→ **ACTIVITY LIST**
1. Can you reproduce the part of the Syria blackout article that opens with the words containing "The Syrian civil" and closes with "47 percent respectively."?
2. Could you continue the article on Syria losing its lights from where it stops?

→ **SELECTED EXCERPT**
########################################

In this Jan. 30, 2015, file photo, a Syrian Kurdish sniper looks at the rubble in the Syrian city of Ain al-Arab, also known as Kobani. (AP)

March 11, 2015

The Syrian civil war enters its fifth bloody year this weekend. And the future looks dark for Syrians — both metaphorically and literally.

New satellite images, released by a coalition of 130 humanitarian and human rights organizations on Wednesday, show that 83 percent of the lights over Syria have gone black since the conflict began. Syrians fleeing the violence have left behind darkened homes, while fighting has destroyed buildings and power infrastructure, leaving broad patches of the nation without electricity.

As the animation below shows, many of the areas engulfed in darkness have been the hardest hit by the conflict. Aleppo, for example, has lost 97 percent of its lights. Idlib and Raqqa have each lost 96 percent. The exceptions, controlled in part or completely by the government, included Damascus and Quneitra, which showed declines of 35 percent and 47 percent respectively.

########################################

→ **SUPPLIED MATERIAL**

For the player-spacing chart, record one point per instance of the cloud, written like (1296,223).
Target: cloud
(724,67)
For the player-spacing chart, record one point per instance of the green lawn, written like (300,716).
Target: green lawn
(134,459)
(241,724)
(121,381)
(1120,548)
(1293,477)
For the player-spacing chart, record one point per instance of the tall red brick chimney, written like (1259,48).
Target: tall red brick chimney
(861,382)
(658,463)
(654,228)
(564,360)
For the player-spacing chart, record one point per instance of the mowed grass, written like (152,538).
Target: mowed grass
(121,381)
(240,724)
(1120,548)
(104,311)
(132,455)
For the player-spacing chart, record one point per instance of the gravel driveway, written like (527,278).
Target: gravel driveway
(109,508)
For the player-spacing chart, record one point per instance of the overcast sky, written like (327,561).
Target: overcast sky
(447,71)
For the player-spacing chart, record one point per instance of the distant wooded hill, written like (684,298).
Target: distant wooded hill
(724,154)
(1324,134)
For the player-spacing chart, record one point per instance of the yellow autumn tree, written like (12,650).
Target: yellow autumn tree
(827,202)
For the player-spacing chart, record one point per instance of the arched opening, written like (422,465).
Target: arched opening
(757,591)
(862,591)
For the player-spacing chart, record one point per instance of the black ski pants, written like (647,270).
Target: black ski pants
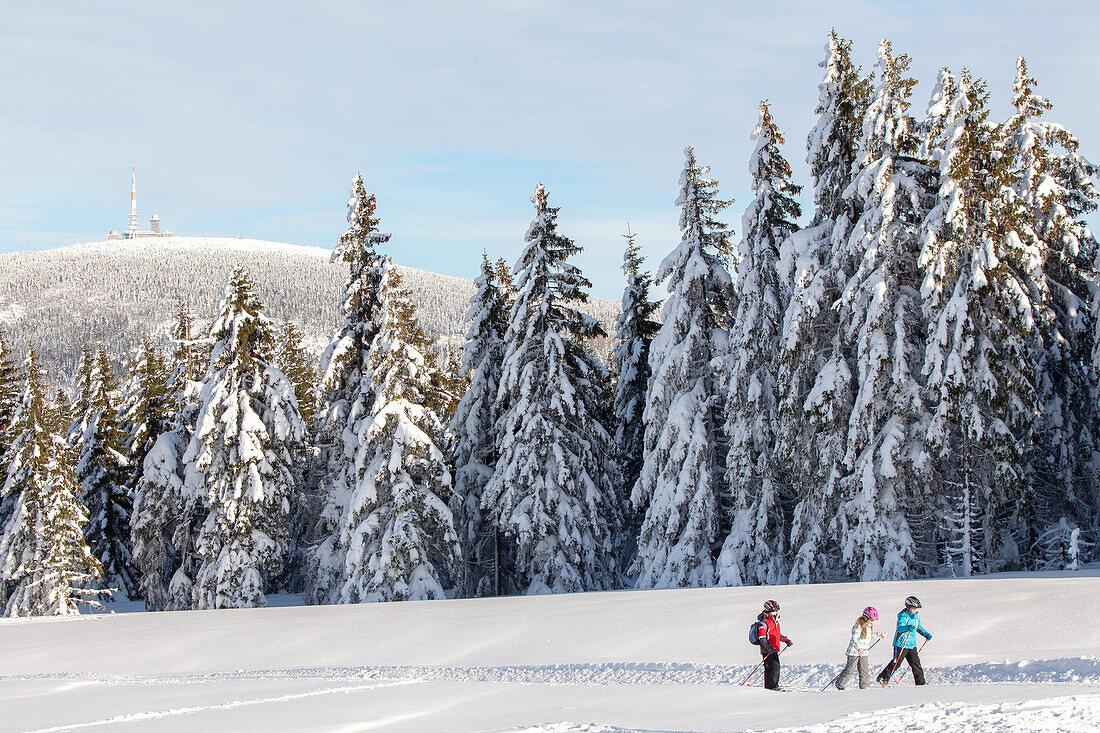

########################################

→ **EXERCISE RESULTS**
1.
The Syrian civil war enters its fifth bloody year this weekend. And the future looks dark for Syrians — both metaphorically and literally.

New satellite images, released by a coalition of 130 humanitarian and human rights organizations on Wednesday, show that 83 percent of the lights over Syria have gone black since the conflict began. Syrians fleeing the violence have left behind darkened homes, while fighting has destroyed buildings and power infrastructure, leaving broad patches of the nation without electricity.

As the animation below shows, many of the areas engulfed in darkness have been the hardest hit by the conflict. Aleppo, for example, has lost 97 percent of its lights. Idlib and Raqqa have each lost 96 percent. The exceptions, controlled in part or completely by the government, included Damascus and Quneitra, which showed declines of 35 percent and 47 percent respectively.

2.
“Satellite imagery is the most objective source of data showing the devastation of Syria on a national scale,” said Dr. Xi Li, lead researcher of the project conducted by scientists at Wuhan University in China and the #WithSyria coalition, which includes nongovernmental organizations (NGOs) such as Save the Children, Oxfam and Amnesty International.

Li’s research has shown a correlation between the decline in nighttime lights and humanitarian disasters. “I have worked on this issue for three years,” he said, “and the answer is the decline is always caused by humanitarian disasters including armed conflict, genocide and economic collapses.”

The images are just the latest in a string of reports released this week on the state of the conflict in Syria. Taken together, they paint a bleak picture of the scale of destruction and human suffering left behind by four years of brutal warfare. Here are several main findings from those reports:

Displaced

Before the war, Syria was estimated to have a population of 22 million people. Four years of bloodshed have displaced 7.6 million Syrians within the country, and 3.8 million people have left the country altogether. Those still living in Syria face daily bombardments, food shortages and a crumbling medical infrastructure. While some who leave find safety in other countries, they also face the risks of being trafficked, abused, robbed or even drowning in the Mediterranean Sea while attempting the journey, according to a report conducted by the Syrian Centre for Policy Research (SCPR) with support from the United Nations.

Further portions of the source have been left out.